▸ Task item
Return each line of the data below unchanged, please.

Records from a data source:
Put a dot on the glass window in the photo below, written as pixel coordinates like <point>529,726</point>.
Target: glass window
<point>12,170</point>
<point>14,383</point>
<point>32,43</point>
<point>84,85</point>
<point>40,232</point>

▸ Exercise solution
Put a dot on the glass window in the photo below, written as pixel coordinates like <point>529,726</point>.
Target: glass window
<point>12,170</point>
<point>14,383</point>
<point>32,43</point>
<point>84,85</point>
<point>40,232</point>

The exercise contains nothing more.